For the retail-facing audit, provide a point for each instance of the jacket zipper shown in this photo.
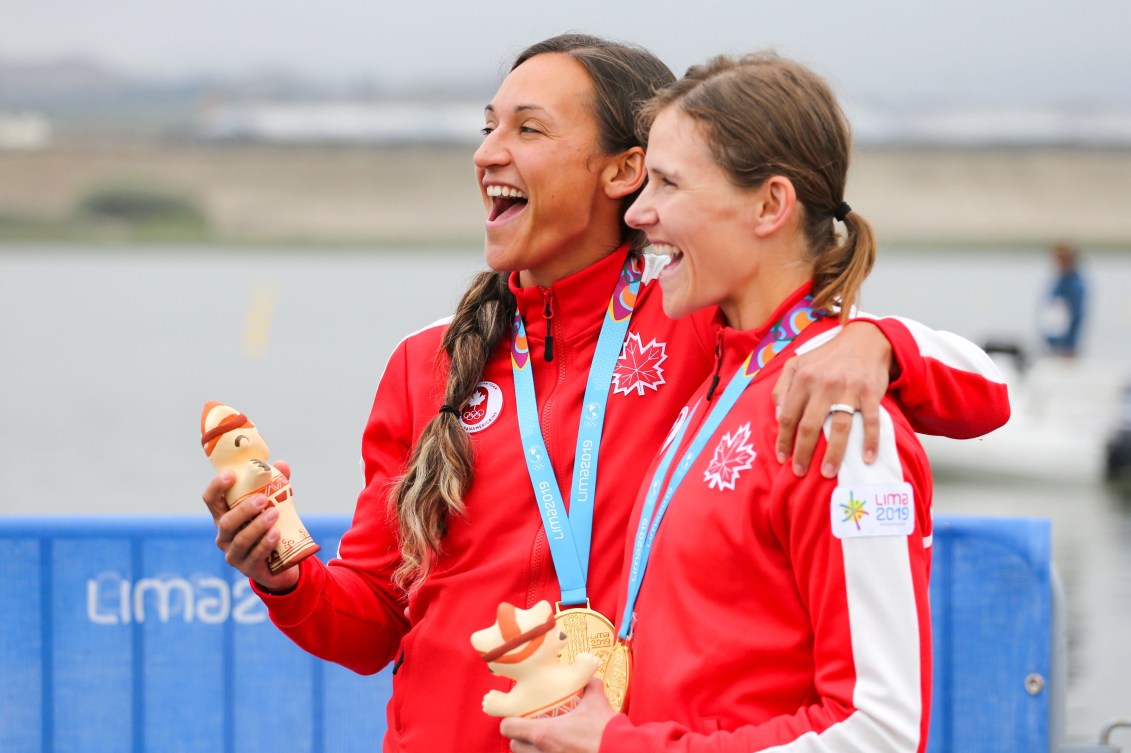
(718, 365)
(547, 313)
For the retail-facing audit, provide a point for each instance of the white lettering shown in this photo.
(166, 591)
(584, 465)
(553, 526)
(112, 599)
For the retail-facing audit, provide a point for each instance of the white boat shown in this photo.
(1064, 412)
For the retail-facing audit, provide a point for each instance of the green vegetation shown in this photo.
(137, 213)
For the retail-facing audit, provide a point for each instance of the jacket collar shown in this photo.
(736, 344)
(577, 302)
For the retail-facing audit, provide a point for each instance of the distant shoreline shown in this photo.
(414, 196)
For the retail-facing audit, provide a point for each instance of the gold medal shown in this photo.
(590, 632)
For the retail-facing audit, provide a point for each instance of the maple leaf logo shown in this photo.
(733, 455)
(639, 365)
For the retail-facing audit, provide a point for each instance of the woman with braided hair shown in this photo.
(488, 431)
(762, 611)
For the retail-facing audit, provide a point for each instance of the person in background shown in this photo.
(488, 430)
(1062, 314)
(762, 611)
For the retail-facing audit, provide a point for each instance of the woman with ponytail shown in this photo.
(488, 431)
(762, 611)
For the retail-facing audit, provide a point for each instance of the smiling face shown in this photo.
(542, 174)
(691, 211)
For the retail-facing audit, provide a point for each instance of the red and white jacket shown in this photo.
(348, 612)
(779, 612)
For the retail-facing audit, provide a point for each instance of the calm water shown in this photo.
(110, 355)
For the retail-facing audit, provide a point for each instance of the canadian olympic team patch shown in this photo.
(482, 408)
(873, 510)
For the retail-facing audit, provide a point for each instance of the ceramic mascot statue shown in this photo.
(524, 645)
(232, 442)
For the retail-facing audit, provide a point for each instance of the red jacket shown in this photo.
(348, 612)
(757, 625)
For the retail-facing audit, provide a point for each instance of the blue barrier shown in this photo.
(134, 635)
(992, 617)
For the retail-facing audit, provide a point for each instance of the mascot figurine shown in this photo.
(233, 443)
(524, 645)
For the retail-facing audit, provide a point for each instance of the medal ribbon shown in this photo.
(775, 340)
(570, 534)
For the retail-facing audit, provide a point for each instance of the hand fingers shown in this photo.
(214, 494)
(808, 434)
(839, 427)
(247, 535)
(788, 400)
(519, 732)
(871, 414)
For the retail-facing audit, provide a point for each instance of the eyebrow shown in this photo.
(490, 107)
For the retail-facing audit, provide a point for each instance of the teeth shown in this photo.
(504, 191)
(655, 262)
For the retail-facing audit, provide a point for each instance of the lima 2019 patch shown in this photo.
(862, 510)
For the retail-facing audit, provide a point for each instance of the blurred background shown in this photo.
(252, 202)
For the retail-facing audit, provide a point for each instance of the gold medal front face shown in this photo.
(590, 632)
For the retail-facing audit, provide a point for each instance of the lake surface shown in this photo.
(109, 356)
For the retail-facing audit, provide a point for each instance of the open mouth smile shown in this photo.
(506, 202)
(665, 259)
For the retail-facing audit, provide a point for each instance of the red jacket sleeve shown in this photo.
(350, 612)
(866, 597)
(947, 386)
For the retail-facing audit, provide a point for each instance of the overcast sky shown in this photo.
(875, 52)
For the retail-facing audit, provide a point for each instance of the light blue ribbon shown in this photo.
(775, 340)
(570, 535)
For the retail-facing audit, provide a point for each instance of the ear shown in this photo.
(777, 206)
(624, 173)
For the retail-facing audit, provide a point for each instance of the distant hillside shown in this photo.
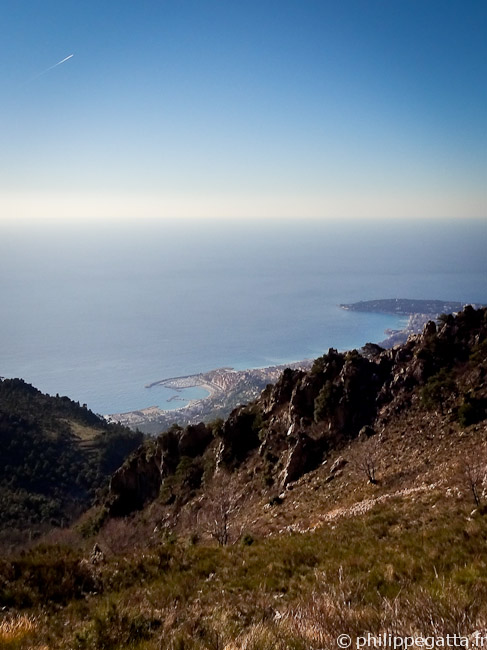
(347, 500)
(406, 307)
(55, 455)
(307, 416)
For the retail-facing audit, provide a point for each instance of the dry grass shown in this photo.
(16, 629)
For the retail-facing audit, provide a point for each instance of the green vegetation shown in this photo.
(56, 456)
(411, 564)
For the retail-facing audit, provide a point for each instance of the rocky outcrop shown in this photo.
(305, 454)
(294, 423)
(140, 478)
(136, 482)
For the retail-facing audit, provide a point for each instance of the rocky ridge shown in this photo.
(295, 425)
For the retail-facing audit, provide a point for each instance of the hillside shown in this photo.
(349, 499)
(55, 455)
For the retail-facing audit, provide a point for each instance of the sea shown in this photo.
(97, 310)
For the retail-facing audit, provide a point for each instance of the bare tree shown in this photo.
(216, 516)
(474, 474)
(366, 458)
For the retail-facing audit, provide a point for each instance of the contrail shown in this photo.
(50, 68)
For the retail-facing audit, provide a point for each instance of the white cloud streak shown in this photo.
(51, 67)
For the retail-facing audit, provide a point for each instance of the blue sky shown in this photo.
(243, 108)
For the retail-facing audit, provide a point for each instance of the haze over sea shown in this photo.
(97, 310)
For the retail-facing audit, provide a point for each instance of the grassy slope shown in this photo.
(409, 561)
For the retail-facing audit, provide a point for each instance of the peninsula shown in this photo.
(227, 387)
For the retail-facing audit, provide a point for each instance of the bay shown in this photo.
(98, 310)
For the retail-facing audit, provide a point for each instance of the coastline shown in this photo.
(227, 387)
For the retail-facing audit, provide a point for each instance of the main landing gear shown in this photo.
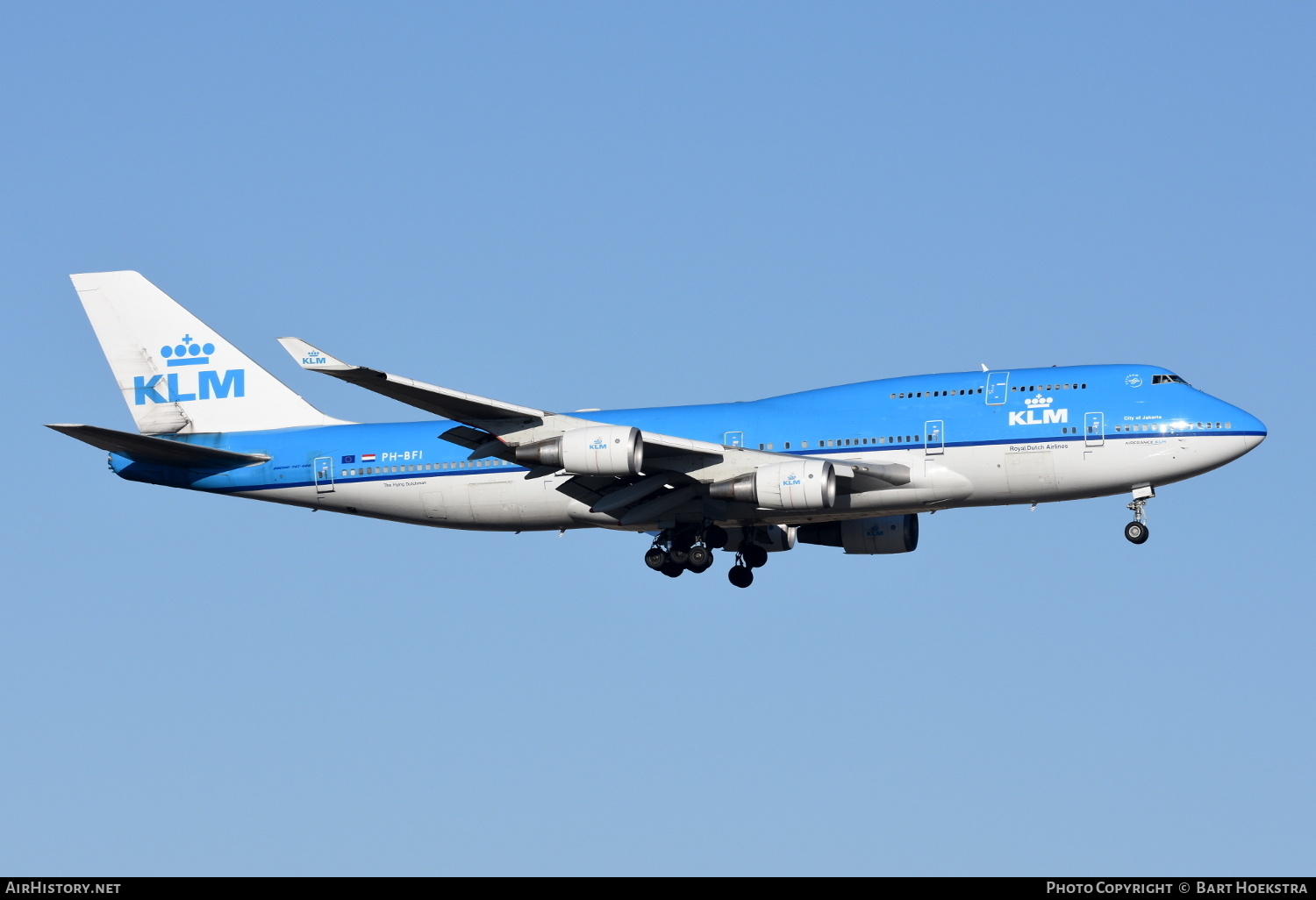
(1137, 531)
(747, 558)
(684, 549)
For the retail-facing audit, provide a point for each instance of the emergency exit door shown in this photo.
(323, 468)
(936, 433)
(998, 389)
(1094, 429)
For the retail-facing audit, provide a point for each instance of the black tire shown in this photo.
(755, 555)
(655, 558)
(716, 537)
(700, 558)
(740, 576)
(683, 539)
(671, 570)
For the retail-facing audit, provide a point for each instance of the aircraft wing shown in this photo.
(489, 416)
(674, 466)
(442, 402)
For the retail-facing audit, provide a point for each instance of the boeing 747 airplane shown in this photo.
(849, 466)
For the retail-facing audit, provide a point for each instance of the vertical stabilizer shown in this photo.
(176, 375)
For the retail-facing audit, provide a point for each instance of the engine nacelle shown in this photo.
(599, 450)
(795, 486)
(865, 536)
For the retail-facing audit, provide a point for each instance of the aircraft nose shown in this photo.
(1253, 429)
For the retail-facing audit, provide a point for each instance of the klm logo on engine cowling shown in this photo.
(1039, 404)
(190, 384)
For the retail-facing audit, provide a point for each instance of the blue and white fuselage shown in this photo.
(1061, 433)
(847, 466)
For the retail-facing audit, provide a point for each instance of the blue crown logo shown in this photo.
(189, 353)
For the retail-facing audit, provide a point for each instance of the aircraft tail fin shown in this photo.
(176, 375)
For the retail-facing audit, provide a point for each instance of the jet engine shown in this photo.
(599, 450)
(797, 484)
(865, 536)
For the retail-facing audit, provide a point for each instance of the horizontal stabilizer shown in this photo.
(160, 452)
(447, 403)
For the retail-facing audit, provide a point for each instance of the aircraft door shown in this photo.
(323, 468)
(1094, 429)
(934, 432)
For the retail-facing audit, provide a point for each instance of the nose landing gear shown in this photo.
(1137, 531)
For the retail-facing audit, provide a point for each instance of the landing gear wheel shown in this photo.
(1136, 532)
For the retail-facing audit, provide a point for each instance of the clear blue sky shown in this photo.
(613, 204)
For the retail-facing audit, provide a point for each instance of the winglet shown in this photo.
(308, 357)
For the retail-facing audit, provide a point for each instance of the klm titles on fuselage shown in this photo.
(1039, 404)
(207, 384)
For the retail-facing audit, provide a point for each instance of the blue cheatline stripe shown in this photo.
(820, 452)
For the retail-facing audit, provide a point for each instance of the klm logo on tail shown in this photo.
(207, 384)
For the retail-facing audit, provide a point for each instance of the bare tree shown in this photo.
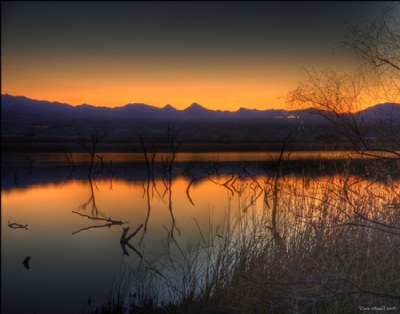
(338, 96)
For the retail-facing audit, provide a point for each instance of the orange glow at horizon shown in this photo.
(223, 94)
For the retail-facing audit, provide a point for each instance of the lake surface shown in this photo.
(75, 221)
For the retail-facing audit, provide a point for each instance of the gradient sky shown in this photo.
(223, 55)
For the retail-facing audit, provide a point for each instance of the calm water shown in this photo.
(74, 258)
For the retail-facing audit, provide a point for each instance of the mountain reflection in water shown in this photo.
(78, 238)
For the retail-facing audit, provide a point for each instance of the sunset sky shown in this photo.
(223, 55)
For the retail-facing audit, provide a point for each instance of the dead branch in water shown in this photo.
(109, 220)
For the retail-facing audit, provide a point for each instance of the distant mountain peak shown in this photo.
(195, 107)
(169, 107)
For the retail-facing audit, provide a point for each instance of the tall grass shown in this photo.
(294, 245)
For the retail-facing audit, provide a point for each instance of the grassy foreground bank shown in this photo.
(299, 246)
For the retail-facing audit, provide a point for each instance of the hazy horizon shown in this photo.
(222, 55)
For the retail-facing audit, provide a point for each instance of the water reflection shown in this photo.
(151, 211)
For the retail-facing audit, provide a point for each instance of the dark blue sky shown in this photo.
(220, 54)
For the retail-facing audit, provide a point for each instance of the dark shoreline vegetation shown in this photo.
(333, 249)
(314, 247)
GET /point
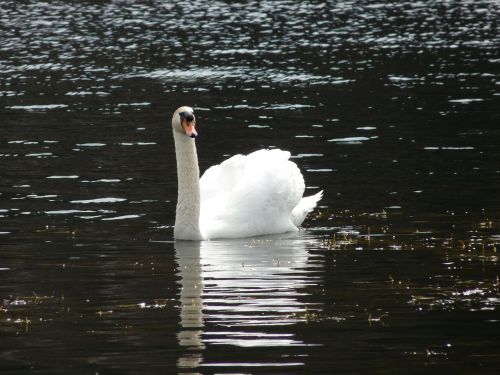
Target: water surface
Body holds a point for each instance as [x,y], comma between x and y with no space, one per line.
[391,108]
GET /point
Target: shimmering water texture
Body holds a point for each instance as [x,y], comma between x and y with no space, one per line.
[392,108]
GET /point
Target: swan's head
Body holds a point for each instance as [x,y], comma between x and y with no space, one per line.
[183,121]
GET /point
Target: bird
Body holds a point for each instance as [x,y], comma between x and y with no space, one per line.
[245,196]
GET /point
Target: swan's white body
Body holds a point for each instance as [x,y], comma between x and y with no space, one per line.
[244,196]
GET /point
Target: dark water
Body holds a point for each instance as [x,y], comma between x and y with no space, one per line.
[392,108]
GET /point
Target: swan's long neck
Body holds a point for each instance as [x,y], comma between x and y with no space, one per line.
[187,218]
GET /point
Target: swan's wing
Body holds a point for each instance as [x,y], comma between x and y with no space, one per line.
[250,195]
[305,206]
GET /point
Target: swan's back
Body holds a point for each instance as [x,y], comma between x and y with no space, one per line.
[250,195]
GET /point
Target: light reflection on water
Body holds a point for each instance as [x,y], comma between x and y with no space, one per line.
[390,107]
[232,290]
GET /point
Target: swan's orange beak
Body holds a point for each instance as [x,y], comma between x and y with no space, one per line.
[189,128]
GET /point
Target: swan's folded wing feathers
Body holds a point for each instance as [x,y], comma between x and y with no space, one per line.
[251,195]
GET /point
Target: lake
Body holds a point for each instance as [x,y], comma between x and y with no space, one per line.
[390,108]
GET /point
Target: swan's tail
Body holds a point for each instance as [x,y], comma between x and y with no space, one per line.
[305,206]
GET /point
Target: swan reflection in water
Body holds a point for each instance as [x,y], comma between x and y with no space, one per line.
[239,293]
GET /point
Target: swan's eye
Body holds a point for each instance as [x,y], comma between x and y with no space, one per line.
[188,116]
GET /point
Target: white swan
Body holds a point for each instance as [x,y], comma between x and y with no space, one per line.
[244,196]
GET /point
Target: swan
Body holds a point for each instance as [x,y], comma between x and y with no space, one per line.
[244,196]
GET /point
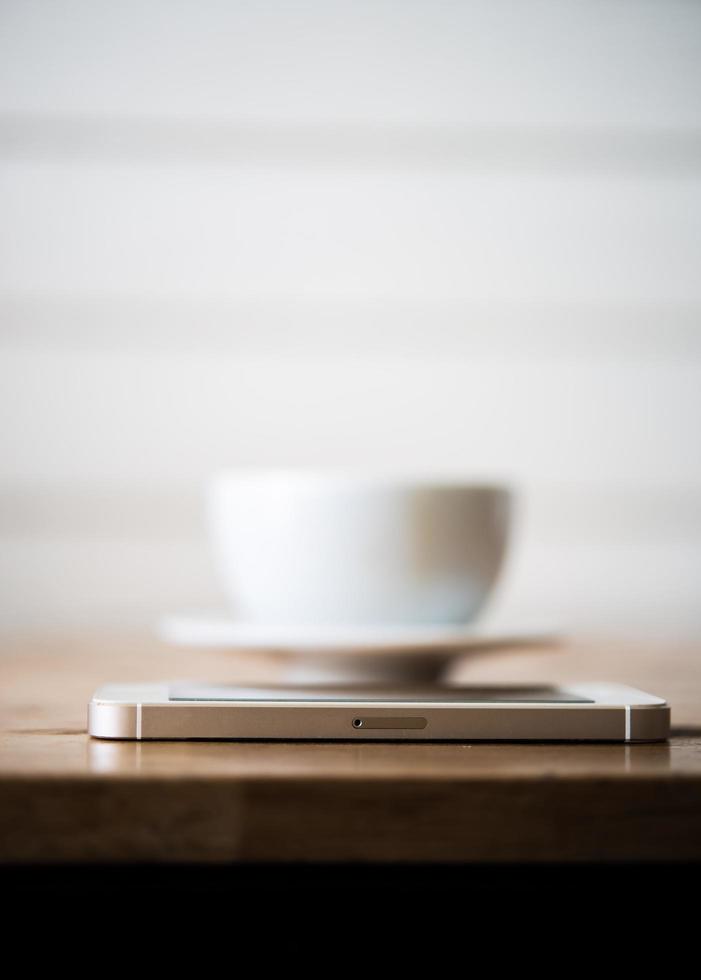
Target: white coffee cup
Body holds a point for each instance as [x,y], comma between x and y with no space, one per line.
[319,549]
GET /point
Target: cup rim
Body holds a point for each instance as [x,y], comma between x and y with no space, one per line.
[366,479]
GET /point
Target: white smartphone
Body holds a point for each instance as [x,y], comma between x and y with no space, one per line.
[579,712]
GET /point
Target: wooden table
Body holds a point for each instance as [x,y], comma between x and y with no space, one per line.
[69,799]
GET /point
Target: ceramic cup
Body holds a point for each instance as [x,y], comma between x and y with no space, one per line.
[313,549]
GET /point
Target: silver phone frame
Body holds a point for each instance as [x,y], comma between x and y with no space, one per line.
[144,712]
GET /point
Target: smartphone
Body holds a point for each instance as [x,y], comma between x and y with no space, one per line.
[189,710]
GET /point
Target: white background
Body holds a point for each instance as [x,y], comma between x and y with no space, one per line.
[461,238]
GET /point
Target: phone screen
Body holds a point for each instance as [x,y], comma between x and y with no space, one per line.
[503,694]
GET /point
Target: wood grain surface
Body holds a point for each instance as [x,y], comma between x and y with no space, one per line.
[67,798]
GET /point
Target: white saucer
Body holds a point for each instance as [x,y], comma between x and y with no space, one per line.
[222,632]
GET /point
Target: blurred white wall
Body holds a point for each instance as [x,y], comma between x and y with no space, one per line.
[452,236]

> [INSTRUCTIONS FOR THE TASK]: Show every line of the entries above that contains the string "door".

> [COMPLETED TASK]:
For the retail-facing audit, provide a point for each instance of the emergency exit door shown in this photo.
For the retail-facing audit, provide a point for each instance of the aircraft door shown in this photo.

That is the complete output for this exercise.